-- Task directions --
Please retype all the records below exactly as they read.

-- Exercise material --
· · ·

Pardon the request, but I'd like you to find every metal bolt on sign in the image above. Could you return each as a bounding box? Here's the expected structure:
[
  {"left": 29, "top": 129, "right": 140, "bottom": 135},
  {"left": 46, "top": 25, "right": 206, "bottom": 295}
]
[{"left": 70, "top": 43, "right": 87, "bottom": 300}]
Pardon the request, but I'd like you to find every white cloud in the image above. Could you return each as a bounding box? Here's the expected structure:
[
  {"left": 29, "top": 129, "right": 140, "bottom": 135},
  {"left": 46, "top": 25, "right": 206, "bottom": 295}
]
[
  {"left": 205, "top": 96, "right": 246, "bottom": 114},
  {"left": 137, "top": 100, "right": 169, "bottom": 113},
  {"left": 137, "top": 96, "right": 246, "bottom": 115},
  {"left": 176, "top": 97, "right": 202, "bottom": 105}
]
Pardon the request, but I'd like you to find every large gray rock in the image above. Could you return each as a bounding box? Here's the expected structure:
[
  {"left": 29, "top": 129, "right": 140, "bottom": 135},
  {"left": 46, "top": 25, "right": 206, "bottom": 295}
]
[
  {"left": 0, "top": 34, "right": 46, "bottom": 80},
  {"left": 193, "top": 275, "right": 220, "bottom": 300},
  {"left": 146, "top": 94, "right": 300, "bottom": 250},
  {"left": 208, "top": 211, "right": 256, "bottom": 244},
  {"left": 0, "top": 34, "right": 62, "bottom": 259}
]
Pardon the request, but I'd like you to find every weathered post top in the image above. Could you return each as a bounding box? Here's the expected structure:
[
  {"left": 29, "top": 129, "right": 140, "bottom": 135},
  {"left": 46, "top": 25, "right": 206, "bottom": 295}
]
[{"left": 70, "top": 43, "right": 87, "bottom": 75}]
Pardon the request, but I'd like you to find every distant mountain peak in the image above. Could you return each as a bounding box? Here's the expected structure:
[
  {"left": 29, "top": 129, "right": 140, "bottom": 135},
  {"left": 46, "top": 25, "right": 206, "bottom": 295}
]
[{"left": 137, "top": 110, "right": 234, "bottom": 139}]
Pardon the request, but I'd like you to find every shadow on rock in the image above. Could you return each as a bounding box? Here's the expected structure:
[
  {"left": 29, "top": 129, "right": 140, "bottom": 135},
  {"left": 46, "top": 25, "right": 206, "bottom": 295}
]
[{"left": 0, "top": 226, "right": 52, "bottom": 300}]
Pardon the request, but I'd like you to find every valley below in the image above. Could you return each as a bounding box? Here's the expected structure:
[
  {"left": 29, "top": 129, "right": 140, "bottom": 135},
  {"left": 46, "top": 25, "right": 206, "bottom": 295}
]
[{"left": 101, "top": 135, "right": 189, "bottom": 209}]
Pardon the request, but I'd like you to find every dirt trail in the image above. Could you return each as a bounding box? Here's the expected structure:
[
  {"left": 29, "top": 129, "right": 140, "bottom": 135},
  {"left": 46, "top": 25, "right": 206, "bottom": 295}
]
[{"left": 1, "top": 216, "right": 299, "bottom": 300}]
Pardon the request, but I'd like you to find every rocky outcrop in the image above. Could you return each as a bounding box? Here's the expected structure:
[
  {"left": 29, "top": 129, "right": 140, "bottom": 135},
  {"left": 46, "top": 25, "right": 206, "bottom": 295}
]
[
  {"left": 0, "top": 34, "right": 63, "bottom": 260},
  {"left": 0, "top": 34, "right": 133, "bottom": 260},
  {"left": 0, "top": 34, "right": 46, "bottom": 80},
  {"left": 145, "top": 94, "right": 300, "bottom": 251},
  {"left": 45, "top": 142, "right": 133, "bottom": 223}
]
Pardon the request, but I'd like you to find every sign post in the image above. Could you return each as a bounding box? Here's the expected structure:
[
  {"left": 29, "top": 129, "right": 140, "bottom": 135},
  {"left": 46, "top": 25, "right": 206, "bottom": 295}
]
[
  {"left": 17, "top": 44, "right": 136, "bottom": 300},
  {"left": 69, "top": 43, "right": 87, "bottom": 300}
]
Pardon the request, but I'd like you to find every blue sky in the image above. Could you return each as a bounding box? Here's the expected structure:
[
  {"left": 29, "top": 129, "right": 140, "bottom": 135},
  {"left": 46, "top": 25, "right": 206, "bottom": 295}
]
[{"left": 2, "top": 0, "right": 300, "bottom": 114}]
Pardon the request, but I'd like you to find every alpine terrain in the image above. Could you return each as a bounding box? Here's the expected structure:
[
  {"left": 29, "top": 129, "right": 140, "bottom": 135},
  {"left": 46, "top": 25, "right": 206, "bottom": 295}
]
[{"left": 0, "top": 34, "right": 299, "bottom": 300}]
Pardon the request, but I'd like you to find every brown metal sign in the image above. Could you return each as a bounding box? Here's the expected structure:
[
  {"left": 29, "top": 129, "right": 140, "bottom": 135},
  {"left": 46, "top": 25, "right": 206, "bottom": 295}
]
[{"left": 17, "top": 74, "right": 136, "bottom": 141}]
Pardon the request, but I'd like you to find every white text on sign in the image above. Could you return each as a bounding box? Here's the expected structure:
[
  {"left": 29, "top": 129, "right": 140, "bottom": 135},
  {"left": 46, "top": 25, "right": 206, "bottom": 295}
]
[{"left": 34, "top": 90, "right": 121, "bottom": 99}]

· · ·

-- Result of the task --
Pardon the request, but I'd like you to find every metal bolt on sign in the image above. Could you return each as a bounding box? Here's the expected structure:
[
  {"left": 29, "top": 129, "right": 140, "bottom": 135},
  {"left": 46, "top": 25, "right": 206, "bottom": 295}
]
[{"left": 70, "top": 43, "right": 87, "bottom": 300}]
Pardon the request, but I'd like you to find every white cloud in the image above. Could you return each as a bounding box? Here's the expected structure:
[
  {"left": 29, "top": 129, "right": 140, "bottom": 135},
  {"left": 46, "top": 25, "right": 206, "bottom": 295}
]
[
  {"left": 205, "top": 96, "right": 246, "bottom": 114},
  {"left": 137, "top": 100, "right": 169, "bottom": 113},
  {"left": 137, "top": 96, "right": 246, "bottom": 115},
  {"left": 176, "top": 97, "right": 202, "bottom": 105}
]
Pardon the request, but I'd like you to find every large gray rock in the image above. Could you return each as a bounding box? Here's the expected structure:
[
  {"left": 29, "top": 129, "right": 140, "bottom": 135},
  {"left": 46, "top": 25, "right": 206, "bottom": 295}
]
[
  {"left": 0, "top": 34, "right": 46, "bottom": 80},
  {"left": 193, "top": 275, "right": 220, "bottom": 300},
  {"left": 146, "top": 94, "right": 300, "bottom": 250},
  {"left": 208, "top": 211, "right": 256, "bottom": 244},
  {"left": 0, "top": 34, "right": 62, "bottom": 259}
]
Pardon the request, but I'd like you to find every weathered post top in the image above. Could you return each as a bounding box? Here's the expected structure:
[
  {"left": 29, "top": 129, "right": 140, "bottom": 135},
  {"left": 46, "top": 25, "right": 206, "bottom": 295}
]
[{"left": 70, "top": 43, "right": 87, "bottom": 75}]
Pardon the request, but I'd like you to find every distant mountain peak in the image above. Could you return each as a bounding box? Here's the expected structure:
[
  {"left": 29, "top": 129, "right": 140, "bottom": 135},
  {"left": 46, "top": 25, "right": 206, "bottom": 295}
]
[{"left": 137, "top": 110, "right": 234, "bottom": 139}]
Pardon the request, but I'd like you to find every shadow on rock in the image above. Could you return each as a bounding box? Here's the expected structure:
[
  {"left": 29, "top": 129, "right": 140, "bottom": 135},
  {"left": 46, "top": 25, "right": 206, "bottom": 295}
]
[{"left": 0, "top": 226, "right": 52, "bottom": 300}]
Pardon the request, but I'd like you to find every valley below in the image above. Could you return each as a bounding box? Here's the expected structure:
[
  {"left": 29, "top": 129, "right": 140, "bottom": 135},
  {"left": 46, "top": 25, "right": 206, "bottom": 295}
]
[{"left": 101, "top": 135, "right": 189, "bottom": 209}]
Pardon the request, but I'd like you to find every dirt trail in the image above. Could you return each as a bounding box? Here's the expected structure:
[
  {"left": 29, "top": 129, "right": 140, "bottom": 135},
  {"left": 46, "top": 25, "right": 206, "bottom": 295}
]
[{"left": 1, "top": 216, "right": 299, "bottom": 300}]
Pardon the request, but I'd like you to find every rocky outcrop in the image above. Could you return each as a bounding box? Here's the expected structure:
[
  {"left": 29, "top": 129, "right": 140, "bottom": 135},
  {"left": 46, "top": 25, "right": 206, "bottom": 295}
]
[
  {"left": 0, "top": 34, "right": 63, "bottom": 260},
  {"left": 0, "top": 34, "right": 133, "bottom": 260},
  {"left": 0, "top": 34, "right": 46, "bottom": 80},
  {"left": 145, "top": 94, "right": 300, "bottom": 251},
  {"left": 45, "top": 142, "right": 133, "bottom": 223}
]
Pardon the request, but I'd like you to find every sign post in the image above. Could you return each as a bounding box? Here's the expected structure:
[
  {"left": 29, "top": 129, "right": 140, "bottom": 135},
  {"left": 46, "top": 25, "right": 206, "bottom": 295}
]
[
  {"left": 17, "top": 44, "right": 136, "bottom": 300},
  {"left": 69, "top": 43, "right": 87, "bottom": 300}
]
Pardon the request, but I'd like you to find every blue sky in the image above. Could you return each as a bounding box? Here's the expected structure:
[
  {"left": 29, "top": 129, "right": 140, "bottom": 135},
  {"left": 46, "top": 25, "right": 206, "bottom": 295}
]
[{"left": 2, "top": 0, "right": 300, "bottom": 114}]
Pardon the request, but I'd like you to find every alpine terrain in the image above. Could you return each as a bounding box? Here's the expected structure:
[
  {"left": 29, "top": 129, "right": 140, "bottom": 135},
  {"left": 46, "top": 25, "right": 206, "bottom": 295}
]
[{"left": 0, "top": 34, "right": 299, "bottom": 300}]
Pardon the request, but I'd like you to find every brown metal sign in the image above. Could you return each as a bounding box? Here's the expected structure:
[
  {"left": 29, "top": 129, "right": 140, "bottom": 135},
  {"left": 46, "top": 25, "right": 206, "bottom": 295}
]
[{"left": 17, "top": 74, "right": 136, "bottom": 141}]
Pardon the request, but I'd like you to find every white text on sign in the image above. Could you return each as a bounding box? Here's the expected structure:
[
  {"left": 29, "top": 129, "right": 140, "bottom": 135},
  {"left": 46, "top": 25, "right": 206, "bottom": 295}
]
[{"left": 34, "top": 90, "right": 121, "bottom": 99}]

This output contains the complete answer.